WORK INSTRUCTION: Repeat all of the entries, please, keeping each line exact.

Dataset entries
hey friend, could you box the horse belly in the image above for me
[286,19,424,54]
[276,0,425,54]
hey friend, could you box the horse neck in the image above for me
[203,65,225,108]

YOUR RESPONSE:
hey friend, could you box the horse belly in the image above for me
[286,19,424,54]
[276,0,425,54]
hey friend, could you box the horse neck in the image above for me
[203,65,225,108]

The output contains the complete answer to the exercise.